Agrawal and colleagues (2) also examined Notch status in a series of 48 esophageal SCCs from China, reporting only one NOTCH1 and one NOTCH3 mutation. These aberrations, while convincingly functional (including nonsense mutations), occur at much lower frequency than reported in any SCC subset to date, suggesting a key role for germline genetic background in squamous cell carcinogenesis.

Sequencing of two Barrett esophagus samples clinically related to two adenocarcinomas showed that more than 75% of mutations present in the cancer were also found in the Barrett sample. Concordance of TP53 inactivation or wild-type status was confirmed in these pairs, further calling into question the extent of somatic evolution required to produce a malignancy from a so-called precursor lesion.

The findings of Agrawal and colleagues (2) in this issue provide a first look at the sequence of most coding genes in a small cohort of retrospectively collected esophageal carcinomas. The exome findings reinforce themes raised in other studies of squamous cell cancers, such as the high incidence of TP53 mutations and scant evidence for a genomic mutational signature of tobacco exposure. However, the failure to find frequent Notch receptor mutations in Chinese ESCCs echoes other reports of bias in mutational spectrum: for example, the higher mutation prevalence of ARID2 in hepatitis C–associated hepatocellular carcinoma (3). Whether the reported Notch mutation differences stem from genetic background in East Asian populations or from geographically distinct environmental insults, they provide an attractive model in which to study such mutational bias.

Agrawal and colleagues (2) also provide provocative data on the molecular origins of adenocarcinoma of the esophagus, reinforcing the somewhat paradoxical notion that most of the genomic changes in a given cancer have already occurred at the preneoplastic stage of disease (4). Taken in concert with more recent findings that many, if not most, somatic events in some human cancers are the result of age and environmental insult and likely unrelated to the neoplastic process (5), we are forced to rethink the crucial barriers keeping benign precursor lesions (Barrett esophagus, melanocytic nevi, colonic polyps) from progressing to frank malignancy, as genomic instability does not appear to be limiting.

● Provided records
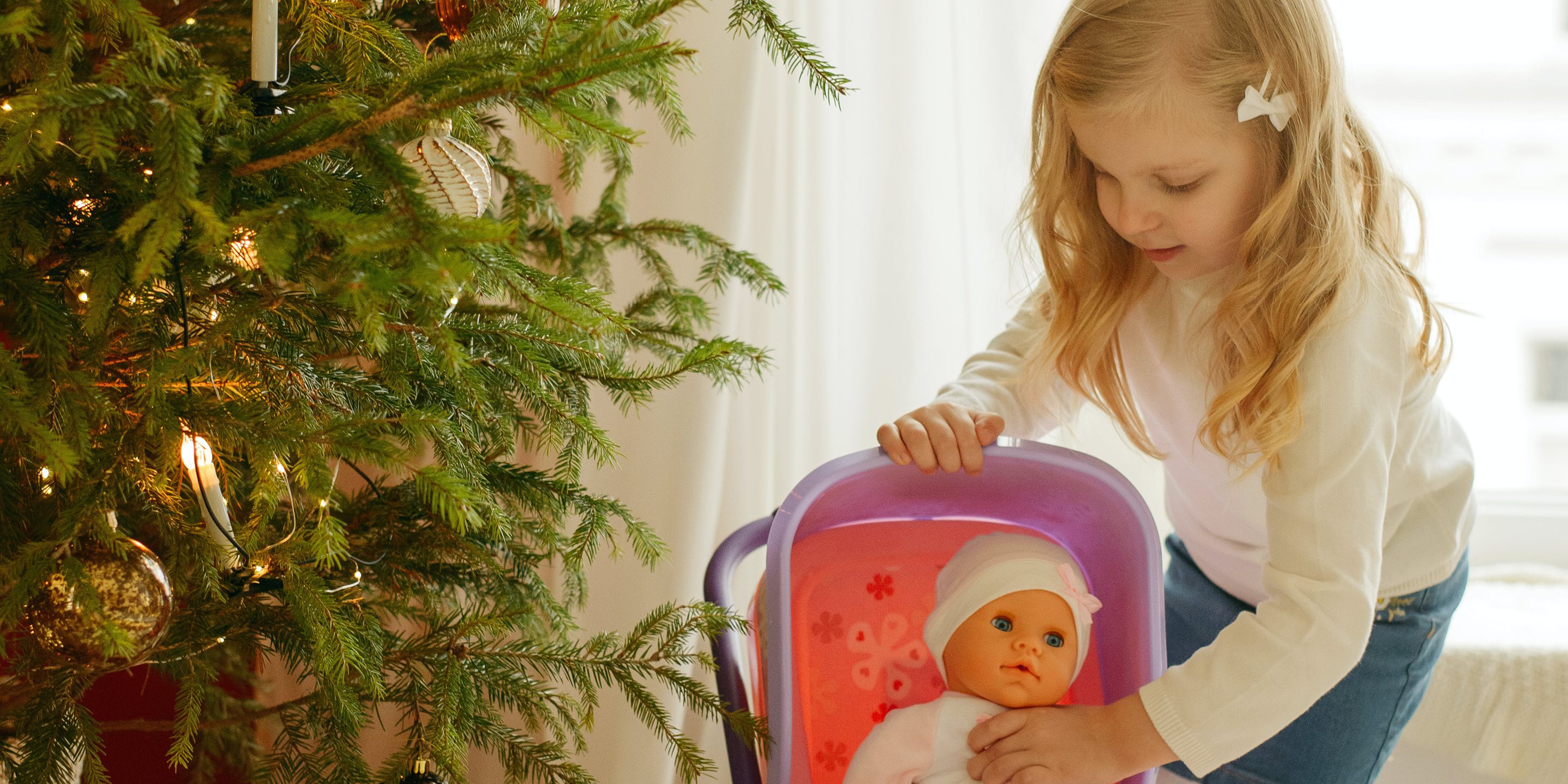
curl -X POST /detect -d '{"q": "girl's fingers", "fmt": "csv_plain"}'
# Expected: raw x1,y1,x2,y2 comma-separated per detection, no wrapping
934,405,982,477
877,425,909,465
894,417,936,474
914,406,963,474
973,411,1007,447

● Task instructions
In the text on esophageal cancer genomics, how many esophageal SCCs from China were examined for Notch status? Please answer briefly.

● Finished exercise
48